擷取文字

極致懶：Word 內文批量抓圖 Python 工具

使用這個工具是有前提的，請先詳閱以下說明書

透過工具直接批次抓出的所有圖片資料夾

使用這個工具是有前提的，請先詳閱以下說明書

此工具專門是抓取「 Word 」文件內的所有圖片檔案。
每個圖片的命名，是以緊隨圖片後的第一個段落做命名。（此部分可以延伸參考使用 Word「插入標號」功能，輕鬆管理圖片編號、產出圖片目錄此篇文章搭配使用）
此工具目前只能確定在 Mac 電腦上可以成功使用。
請確定你的電腦已經安裝 python 相關前置設定，以便運行此工具。

以下是這個工具的原始碼，大家可以自行複製取用，方便後續引用說明，程式碼複製儲存時，可以將檔案存為 `python_get_word_image.py` 。

import os 
from io import BytesIO 
from docx import Document 
from PIL import Image 
 
def save_image(image, path): 
    """Save the image and ensure the directory exists""" 
    folder = os.path.dirname(path) 
    if not os.path.exists(folder): 
        os.makedirs(folder) 
    image.save(path) 
 
def get_caption_after_image(paragraphs, start_index): 
    """Get the first line of text after the image as the caption""" 
    for i in range(start_index + 1, len(paragraphs)): 
        text = paragraphs[i].text.strip() 
        if text: 
            return text 
    return None 
 
def extract_images(doc_path, output_folder): 
    """Extract images from the Word document and name them using the first line of text below each image""" 
    doc = Document(doc_path) 
    i = 1 
    processed_images = set()

提供資料

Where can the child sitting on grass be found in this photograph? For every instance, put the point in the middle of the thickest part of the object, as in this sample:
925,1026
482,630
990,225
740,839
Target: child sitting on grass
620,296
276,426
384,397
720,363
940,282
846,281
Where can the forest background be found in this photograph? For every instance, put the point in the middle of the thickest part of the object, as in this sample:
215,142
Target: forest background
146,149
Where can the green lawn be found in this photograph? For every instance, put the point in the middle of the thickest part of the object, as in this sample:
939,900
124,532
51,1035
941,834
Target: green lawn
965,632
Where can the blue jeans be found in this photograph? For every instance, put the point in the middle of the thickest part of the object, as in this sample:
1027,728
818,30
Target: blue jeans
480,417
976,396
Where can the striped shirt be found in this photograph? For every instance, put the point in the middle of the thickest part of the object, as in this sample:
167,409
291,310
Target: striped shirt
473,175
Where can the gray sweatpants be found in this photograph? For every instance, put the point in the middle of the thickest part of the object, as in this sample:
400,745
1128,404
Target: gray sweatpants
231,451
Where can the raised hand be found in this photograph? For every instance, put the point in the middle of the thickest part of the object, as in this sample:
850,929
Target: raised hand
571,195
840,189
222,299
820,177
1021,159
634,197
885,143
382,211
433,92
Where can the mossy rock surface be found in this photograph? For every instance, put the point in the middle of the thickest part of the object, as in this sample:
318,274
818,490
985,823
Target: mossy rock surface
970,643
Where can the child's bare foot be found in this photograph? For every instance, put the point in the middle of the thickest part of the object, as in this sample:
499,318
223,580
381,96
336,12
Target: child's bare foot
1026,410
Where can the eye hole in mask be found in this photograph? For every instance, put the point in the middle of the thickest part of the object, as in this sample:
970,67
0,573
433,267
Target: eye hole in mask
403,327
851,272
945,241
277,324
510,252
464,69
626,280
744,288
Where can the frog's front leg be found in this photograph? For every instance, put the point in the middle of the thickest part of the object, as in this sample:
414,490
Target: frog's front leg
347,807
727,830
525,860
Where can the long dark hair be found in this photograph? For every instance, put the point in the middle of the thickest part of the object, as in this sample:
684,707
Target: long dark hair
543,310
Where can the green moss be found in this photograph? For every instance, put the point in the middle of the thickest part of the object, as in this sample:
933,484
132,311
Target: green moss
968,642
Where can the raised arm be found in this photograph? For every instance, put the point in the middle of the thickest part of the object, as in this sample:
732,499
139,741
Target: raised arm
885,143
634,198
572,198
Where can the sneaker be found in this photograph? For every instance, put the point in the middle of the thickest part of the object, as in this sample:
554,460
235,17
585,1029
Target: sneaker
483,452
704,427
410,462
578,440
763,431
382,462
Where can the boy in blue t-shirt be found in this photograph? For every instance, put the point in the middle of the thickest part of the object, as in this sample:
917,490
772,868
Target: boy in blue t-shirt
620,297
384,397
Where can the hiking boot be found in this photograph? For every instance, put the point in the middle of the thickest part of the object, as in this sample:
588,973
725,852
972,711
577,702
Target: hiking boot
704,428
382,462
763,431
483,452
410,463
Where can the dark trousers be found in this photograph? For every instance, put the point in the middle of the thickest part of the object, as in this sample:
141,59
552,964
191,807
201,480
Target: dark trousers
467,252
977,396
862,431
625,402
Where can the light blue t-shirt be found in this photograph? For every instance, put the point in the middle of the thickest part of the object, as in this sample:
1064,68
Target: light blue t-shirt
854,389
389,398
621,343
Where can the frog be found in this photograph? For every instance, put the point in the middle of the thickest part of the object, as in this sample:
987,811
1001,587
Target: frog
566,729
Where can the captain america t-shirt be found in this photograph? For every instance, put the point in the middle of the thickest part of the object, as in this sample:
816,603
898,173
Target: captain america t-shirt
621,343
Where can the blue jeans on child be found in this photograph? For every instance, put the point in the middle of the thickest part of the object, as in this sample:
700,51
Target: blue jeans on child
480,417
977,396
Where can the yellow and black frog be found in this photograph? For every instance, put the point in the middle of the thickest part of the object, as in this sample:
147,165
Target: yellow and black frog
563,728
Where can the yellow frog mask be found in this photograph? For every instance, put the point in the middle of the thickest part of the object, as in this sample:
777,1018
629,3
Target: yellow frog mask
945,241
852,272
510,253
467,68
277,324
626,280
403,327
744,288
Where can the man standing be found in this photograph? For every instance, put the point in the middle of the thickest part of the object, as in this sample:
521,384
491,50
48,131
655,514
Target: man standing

簡短題目 1
將 Word 批量抓圖工具那篇文字的一段重新照抄：從含有「極致懶：Word 內文批量抓圖 Python」的地方開始，抄到「請確定你的電腦已經安裝 python 相關前置設定，以便運行此工具。」為止。
簡短題目 2
寫出 Word 批量抓圖工具那篇文字在最後一行之後接下去的內容。
這裡用不到所給的資料。

書面回答 1
極致懶：Word 內文批量抓圖 Python 工具

使用這個工具是有前提的，請先詳閱以下說明書

透過工具直接批次抓出的所有圖片資料夾

使用這個工具是有前提的，請先詳閱以下說明書

此工具專門是抓取「 Word 」文件內的所有圖片檔案。
每個圖片的命名，是以緊隨圖片後的第一個段落做命名。（此部分可以延伸參考使用 Word「插入標號」功能，輕鬆管理圖片編號、產出圖片目錄此篇文章搭配使用）
此工具目前只能確定在 Mac 電腦上可以成功使用。
請確定你的電腦已經安裝 python 相關前置設定，以便運行此工具。

書面回答 2
 
    # Iterate over all paragraphs to find and extract images 
    for para_index, paragraph in enumerate(doc.paragraphs): 
        for run in paragraph.runs: 
            inline_shapes = run._element.findall(".//{http://schemas.openxmlformats.org/drawingml/2006/main}blip") 
            for inline_shape in inline_shapes: 
                rId = inline_shape.get("{http://schemas.openxmlformats.org/officeDocument/2006/relationships}embed") 
                if rId: 
                    rel = doc.part.rels[rId] 
                    if rel.target_part.blob not in processed_images: 
                        processed_images.add(rel.target_part.blob) 
                        image = Image.open(BytesIO(rel.target_part.blob)) 
 
                        # Get the first line of text below the image as the caption 
                        image_caption = get_caption_after_image(doc.paragraphs, para_index) or f"image_{i}" 
 
                        # Remove illegal characters from the filename 
                        image_caption = image_caption.replace(":", "_").replace("/", "_").replace("\\", "_").replace("*", "_").replace("?", "_").replace("\"", "_").replace("<", "_").replace(">", "_").replace("|", "_") 
 
                        # Save the image 
                        image_format = image.format.lower() 
                        image_path = os.path.join(output_folder, f"{image_caption}.{image_format}") 
                        save_image(image, image_path) 
                        print(f"Saved image: {image_path}") 
                        i += 1 
 
    print("All images have been extracted and renamed!")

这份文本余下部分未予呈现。